Extrait du document:
════

Le sauvetage du
pont deSidi Rached en 1952
par René Mayer
" Le 1er octobre 1952, je rejoins Constantine.
Là, durant cinq années, je vais pratiquer le métier
passionnant que j'ai choisi : celui d'ingénieur des Ponts et Chaussées,
d'autant plus exaltant que les possibilités d'action qui me sont
offertes dans ce pays neuf sont sensiblement plus étendues et plus
variées qu'elles n'auraient pu l'être en métropole.
"
Le viaduc de Sidi Rached menace de s'effondrer
" Je ne suis en fonction que depuis un mois quand l'un des ingénieurs
subdivisionnaires, M. Chauve, entre en trombe dans mon bureau: "Venez
vite! Venez vite! M'sieur l'ingénieur! Le viaduc de Sidi Rached
va s'effondrer! Les pierres de la voûte commencent à tomber!
J'ai prévenu la police et la mairie. J'ai fait
couper la circulation !... ".

════

Consigne:
Dans l'extrait sur le sauvetage du pont de Sidi Rached, qui entre en trombe dans le bureau pour annoncer que le viaduc va s'effondrer ?

════

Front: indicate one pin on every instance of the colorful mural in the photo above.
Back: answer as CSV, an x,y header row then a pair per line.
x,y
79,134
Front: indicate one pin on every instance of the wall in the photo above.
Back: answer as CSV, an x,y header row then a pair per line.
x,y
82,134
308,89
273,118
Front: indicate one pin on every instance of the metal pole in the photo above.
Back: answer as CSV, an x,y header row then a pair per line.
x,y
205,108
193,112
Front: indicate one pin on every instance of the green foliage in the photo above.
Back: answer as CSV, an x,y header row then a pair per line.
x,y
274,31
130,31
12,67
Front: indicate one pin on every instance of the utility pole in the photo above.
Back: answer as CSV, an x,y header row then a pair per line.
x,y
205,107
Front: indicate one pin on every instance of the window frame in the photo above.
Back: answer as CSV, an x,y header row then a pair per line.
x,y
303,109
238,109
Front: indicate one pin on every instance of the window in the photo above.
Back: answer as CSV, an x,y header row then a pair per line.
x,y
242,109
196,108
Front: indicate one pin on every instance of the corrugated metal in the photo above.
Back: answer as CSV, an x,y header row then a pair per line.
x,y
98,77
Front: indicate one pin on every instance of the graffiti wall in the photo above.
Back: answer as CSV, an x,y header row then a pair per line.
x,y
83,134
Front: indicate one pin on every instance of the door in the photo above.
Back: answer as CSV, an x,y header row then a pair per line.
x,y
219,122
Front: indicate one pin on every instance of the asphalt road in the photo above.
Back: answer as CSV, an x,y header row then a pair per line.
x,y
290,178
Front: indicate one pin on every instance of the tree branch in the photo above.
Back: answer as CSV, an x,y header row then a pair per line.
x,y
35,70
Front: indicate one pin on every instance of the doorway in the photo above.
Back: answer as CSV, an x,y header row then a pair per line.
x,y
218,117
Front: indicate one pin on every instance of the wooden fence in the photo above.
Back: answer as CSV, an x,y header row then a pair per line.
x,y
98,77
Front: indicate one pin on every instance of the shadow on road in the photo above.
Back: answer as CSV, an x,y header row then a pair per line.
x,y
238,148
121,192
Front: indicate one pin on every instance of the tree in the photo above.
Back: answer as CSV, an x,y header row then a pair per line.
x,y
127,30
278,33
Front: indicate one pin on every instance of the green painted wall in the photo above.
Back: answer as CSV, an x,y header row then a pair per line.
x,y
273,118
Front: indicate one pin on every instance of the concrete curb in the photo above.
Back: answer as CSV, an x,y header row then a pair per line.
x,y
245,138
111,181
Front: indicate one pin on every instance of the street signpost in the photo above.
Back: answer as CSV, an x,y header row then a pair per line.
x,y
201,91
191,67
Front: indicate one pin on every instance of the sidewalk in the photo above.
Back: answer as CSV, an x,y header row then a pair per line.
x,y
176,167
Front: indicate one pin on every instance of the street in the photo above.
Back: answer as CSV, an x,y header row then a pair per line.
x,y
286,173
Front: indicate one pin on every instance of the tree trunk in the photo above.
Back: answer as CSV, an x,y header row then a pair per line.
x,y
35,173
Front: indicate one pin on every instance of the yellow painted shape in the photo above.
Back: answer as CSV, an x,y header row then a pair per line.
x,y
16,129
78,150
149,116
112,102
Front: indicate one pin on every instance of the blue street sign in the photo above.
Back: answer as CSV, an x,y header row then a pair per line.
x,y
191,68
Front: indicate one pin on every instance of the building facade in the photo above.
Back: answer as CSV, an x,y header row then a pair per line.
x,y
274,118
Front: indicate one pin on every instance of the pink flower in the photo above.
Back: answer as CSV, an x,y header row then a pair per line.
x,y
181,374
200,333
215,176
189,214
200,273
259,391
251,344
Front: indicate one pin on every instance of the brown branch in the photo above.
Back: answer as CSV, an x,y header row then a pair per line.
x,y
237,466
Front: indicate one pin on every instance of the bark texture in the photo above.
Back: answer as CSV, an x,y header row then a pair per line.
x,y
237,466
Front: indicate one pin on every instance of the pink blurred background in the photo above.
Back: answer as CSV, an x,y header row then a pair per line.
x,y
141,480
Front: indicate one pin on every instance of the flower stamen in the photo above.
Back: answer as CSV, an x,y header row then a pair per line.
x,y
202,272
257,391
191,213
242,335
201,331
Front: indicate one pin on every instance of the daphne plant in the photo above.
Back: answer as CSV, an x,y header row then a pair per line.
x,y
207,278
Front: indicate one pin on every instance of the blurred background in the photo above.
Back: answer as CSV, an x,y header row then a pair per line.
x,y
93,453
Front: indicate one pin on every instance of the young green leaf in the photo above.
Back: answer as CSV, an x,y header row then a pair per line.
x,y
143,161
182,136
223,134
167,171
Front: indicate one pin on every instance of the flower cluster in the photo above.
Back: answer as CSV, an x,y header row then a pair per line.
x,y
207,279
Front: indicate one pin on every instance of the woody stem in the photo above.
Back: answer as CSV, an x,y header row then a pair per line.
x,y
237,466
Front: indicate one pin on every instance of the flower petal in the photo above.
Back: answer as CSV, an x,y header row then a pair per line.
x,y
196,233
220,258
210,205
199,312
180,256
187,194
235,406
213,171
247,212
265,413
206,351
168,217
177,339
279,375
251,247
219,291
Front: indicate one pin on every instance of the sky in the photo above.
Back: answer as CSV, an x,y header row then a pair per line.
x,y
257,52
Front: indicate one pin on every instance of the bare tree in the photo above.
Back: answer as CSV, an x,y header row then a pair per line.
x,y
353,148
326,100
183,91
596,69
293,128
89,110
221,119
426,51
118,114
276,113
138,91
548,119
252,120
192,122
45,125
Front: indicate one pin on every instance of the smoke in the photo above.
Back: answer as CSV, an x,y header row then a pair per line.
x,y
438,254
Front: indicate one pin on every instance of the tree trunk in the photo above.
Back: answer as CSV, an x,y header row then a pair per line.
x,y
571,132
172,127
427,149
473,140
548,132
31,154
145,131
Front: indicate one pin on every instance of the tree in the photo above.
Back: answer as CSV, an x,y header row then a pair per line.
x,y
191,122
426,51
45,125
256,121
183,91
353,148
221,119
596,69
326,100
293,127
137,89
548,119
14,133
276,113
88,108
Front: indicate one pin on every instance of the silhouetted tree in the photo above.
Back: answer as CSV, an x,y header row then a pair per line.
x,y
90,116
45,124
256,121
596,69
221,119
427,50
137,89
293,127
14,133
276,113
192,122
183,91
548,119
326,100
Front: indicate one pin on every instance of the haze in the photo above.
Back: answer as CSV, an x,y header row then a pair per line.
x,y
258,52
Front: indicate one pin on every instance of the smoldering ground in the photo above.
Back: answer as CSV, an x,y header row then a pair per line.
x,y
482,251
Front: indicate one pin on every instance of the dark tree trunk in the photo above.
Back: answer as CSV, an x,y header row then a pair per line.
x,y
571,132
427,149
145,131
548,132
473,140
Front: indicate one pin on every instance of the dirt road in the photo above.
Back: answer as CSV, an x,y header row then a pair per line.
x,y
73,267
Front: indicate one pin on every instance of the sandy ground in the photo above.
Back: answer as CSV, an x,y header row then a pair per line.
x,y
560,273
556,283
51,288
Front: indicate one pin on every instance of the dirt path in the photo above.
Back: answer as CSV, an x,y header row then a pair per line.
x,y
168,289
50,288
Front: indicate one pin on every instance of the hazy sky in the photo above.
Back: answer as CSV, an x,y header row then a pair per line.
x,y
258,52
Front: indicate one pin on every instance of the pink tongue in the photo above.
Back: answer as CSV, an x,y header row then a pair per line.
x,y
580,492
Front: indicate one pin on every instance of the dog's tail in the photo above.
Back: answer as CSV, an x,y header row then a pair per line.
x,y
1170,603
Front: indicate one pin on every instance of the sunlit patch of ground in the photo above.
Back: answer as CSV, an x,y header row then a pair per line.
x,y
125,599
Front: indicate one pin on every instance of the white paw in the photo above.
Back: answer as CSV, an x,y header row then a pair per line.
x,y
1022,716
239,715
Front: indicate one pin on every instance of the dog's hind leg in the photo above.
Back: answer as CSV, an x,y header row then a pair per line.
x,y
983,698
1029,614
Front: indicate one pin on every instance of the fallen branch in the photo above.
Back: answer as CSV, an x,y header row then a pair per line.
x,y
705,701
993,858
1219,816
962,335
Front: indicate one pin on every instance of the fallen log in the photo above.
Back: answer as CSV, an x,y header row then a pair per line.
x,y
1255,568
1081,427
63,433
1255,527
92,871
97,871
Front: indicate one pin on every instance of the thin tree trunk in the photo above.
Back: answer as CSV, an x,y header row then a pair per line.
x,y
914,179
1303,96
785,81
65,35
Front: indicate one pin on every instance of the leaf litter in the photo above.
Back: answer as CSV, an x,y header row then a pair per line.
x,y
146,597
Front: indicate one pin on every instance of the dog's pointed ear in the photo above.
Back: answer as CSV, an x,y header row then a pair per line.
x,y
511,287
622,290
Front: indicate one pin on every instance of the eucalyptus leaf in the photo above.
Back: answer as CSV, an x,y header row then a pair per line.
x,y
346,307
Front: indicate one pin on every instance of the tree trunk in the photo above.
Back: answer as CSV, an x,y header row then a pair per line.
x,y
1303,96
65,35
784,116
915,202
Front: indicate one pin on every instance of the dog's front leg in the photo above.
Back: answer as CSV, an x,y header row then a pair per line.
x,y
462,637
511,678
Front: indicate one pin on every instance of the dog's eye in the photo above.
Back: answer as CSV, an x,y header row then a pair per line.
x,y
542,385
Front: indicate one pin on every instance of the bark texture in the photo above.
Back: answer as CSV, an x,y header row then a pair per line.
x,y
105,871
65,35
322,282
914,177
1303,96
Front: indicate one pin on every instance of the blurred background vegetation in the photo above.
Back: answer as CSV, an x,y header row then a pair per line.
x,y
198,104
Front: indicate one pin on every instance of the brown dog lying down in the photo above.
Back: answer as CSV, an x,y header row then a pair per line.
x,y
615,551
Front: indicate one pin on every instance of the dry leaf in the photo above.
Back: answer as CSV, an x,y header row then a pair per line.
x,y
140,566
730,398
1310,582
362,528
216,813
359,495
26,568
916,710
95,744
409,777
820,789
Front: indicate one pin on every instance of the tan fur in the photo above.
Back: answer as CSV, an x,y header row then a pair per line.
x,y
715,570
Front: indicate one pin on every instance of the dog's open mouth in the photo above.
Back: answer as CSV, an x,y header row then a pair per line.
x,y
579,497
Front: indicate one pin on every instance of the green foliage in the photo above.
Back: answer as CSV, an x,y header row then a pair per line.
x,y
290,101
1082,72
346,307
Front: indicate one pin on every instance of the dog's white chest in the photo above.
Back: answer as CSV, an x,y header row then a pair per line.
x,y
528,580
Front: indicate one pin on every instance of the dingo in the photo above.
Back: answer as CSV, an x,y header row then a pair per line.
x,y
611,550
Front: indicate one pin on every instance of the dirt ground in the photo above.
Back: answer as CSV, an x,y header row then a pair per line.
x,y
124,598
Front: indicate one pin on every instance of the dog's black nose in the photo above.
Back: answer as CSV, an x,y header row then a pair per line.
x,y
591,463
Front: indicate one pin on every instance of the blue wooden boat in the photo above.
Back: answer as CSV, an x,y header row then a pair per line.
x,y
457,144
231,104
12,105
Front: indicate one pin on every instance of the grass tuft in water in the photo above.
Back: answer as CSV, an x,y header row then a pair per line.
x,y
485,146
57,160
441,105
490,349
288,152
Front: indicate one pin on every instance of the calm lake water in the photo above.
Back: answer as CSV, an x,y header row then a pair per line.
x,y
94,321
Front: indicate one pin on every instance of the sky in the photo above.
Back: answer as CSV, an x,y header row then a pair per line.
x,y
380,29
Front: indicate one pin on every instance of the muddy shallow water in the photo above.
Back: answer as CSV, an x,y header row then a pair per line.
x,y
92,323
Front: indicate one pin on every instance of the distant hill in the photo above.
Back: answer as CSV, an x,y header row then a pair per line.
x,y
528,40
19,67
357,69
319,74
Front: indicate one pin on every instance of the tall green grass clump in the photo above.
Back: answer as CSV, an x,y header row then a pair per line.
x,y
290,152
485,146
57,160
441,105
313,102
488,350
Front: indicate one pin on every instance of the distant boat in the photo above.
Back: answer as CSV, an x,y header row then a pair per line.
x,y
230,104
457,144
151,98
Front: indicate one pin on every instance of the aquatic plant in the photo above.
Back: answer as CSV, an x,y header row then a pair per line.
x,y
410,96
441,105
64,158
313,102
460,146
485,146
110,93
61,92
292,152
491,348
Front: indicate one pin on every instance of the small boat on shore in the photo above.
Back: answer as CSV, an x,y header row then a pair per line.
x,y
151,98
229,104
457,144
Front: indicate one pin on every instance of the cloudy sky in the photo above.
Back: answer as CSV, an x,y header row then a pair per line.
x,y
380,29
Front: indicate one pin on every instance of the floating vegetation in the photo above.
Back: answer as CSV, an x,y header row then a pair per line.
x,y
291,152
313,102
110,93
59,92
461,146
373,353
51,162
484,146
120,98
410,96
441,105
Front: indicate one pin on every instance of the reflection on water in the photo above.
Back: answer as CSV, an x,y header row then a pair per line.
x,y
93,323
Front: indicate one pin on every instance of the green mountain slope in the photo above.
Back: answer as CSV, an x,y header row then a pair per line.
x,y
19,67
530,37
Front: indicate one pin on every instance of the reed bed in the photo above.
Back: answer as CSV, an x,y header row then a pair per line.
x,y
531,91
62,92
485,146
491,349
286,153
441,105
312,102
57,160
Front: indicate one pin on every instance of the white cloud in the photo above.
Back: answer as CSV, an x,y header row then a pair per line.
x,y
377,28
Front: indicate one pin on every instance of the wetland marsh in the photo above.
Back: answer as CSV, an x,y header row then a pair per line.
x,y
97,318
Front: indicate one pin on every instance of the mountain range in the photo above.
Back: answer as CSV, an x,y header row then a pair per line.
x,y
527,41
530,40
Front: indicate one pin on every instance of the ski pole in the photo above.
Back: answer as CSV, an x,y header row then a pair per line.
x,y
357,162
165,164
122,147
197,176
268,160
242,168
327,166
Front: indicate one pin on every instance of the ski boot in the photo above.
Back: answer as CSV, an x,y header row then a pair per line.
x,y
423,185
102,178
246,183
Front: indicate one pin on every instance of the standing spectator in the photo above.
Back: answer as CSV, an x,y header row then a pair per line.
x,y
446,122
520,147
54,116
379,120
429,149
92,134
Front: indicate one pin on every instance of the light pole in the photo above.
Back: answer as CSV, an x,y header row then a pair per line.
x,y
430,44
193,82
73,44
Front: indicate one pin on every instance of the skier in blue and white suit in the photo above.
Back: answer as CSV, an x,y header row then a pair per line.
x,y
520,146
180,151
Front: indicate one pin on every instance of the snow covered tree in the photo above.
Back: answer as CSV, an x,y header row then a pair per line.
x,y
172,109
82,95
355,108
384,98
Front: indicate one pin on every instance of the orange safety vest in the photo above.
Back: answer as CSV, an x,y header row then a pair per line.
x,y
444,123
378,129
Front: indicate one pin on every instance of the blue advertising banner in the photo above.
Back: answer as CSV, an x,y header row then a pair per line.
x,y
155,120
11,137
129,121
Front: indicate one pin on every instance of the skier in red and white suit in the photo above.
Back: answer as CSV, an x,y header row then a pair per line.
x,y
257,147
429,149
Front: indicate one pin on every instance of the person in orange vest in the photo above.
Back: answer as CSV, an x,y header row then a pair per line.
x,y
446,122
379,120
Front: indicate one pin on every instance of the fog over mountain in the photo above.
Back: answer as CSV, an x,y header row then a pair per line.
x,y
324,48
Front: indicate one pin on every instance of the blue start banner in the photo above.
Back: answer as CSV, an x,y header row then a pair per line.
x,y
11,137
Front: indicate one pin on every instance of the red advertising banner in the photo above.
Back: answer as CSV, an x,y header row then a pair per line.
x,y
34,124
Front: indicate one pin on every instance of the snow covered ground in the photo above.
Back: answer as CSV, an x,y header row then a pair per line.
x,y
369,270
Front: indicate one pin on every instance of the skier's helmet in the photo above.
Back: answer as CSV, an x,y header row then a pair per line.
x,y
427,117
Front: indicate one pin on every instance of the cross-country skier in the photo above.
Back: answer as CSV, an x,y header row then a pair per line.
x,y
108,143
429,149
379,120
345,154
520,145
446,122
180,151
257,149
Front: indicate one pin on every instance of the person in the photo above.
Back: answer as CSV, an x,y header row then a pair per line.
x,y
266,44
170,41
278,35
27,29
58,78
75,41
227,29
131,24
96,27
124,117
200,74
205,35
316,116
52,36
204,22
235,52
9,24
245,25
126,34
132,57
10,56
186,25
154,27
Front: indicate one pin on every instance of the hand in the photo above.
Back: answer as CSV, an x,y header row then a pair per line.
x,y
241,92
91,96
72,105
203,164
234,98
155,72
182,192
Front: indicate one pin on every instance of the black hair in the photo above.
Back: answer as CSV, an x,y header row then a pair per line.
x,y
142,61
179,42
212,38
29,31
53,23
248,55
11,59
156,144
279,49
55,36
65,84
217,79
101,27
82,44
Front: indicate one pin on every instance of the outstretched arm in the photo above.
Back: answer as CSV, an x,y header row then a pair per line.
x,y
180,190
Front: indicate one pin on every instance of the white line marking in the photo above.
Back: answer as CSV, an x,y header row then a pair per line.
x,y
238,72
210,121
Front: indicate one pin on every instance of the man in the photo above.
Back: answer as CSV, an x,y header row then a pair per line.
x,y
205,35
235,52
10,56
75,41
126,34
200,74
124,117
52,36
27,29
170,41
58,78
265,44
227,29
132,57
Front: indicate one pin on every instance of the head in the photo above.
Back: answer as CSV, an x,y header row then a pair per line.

════

Corrigé:
M. Chauve, l'un des ingénieurs subdivisionnaires.